Problem to solve — Below are the records; print them all without any alteration.

** Opening Data shown block **

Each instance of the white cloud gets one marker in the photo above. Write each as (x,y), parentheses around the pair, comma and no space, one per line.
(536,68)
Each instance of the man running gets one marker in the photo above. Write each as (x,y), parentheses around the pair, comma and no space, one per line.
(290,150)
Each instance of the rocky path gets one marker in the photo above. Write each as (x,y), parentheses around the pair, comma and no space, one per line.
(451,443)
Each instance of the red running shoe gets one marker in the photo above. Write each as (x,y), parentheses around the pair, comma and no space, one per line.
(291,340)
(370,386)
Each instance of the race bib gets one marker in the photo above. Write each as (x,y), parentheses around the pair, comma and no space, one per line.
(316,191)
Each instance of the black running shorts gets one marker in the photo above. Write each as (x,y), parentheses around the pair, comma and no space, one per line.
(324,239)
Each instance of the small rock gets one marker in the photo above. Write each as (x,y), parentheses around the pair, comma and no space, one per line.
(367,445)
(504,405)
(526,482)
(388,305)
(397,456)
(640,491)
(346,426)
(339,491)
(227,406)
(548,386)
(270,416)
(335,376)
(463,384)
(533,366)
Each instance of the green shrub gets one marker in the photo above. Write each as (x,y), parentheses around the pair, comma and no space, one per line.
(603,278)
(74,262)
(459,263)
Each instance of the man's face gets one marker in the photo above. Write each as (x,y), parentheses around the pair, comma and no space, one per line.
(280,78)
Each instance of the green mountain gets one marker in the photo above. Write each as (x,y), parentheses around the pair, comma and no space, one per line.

** Closing Data shown block **

Solved exercise —
Each instance of the white cloud gets one marker in the photo above. Write each as (x,y), parentheses around the pair, comma and no space, one per line.
(536,68)
Each instance of the man running gets one marker in the photo above. Write each as (x,y), parentheses around the pair, comma and no space, one per line.
(290,150)
Each instance of the rocky path gets one marker in the photo above. Write each as (x,y), parentheses around the pair, comma and no space, one per line.
(451,443)
Each instance of the red running shoe gets one marker in the photo above. Write each as (x,y), parentheses around the pair, comma and no space, one per line.
(291,340)
(370,386)
Each instance of the race bib gets one marker in the photo above. Write each as (x,y), parentheses around the pair, comma and no space, one per line.
(316,191)
Each instance of the black running shorts gets one marker in the photo above. Write each as (x,y), parentheses around the pair, comma and no space, one per line.
(324,239)
Each instance of the small rock gets one marker in the photo above. Write each as (x,y), parentheses around the pair, comma and no space, one per line.
(367,445)
(504,405)
(526,482)
(388,305)
(397,456)
(640,491)
(346,426)
(339,491)
(227,406)
(548,386)
(270,416)
(335,376)
(463,384)
(533,366)
Each instance of the green shrub gets one marker in the photo above. Write each as (x,y), parentheses around the pair, comma and no space, one per line.
(603,278)
(74,262)
(459,263)
Each instance of the man's face gets one marker in the photo above. Write each as (x,y), parentheses around the pair, comma and no space, one per line.
(280,78)
Each instance of the green mountain gets one marker in the photo above. Write each as (x,y), parentheses around the pair, comma and no space, one per line.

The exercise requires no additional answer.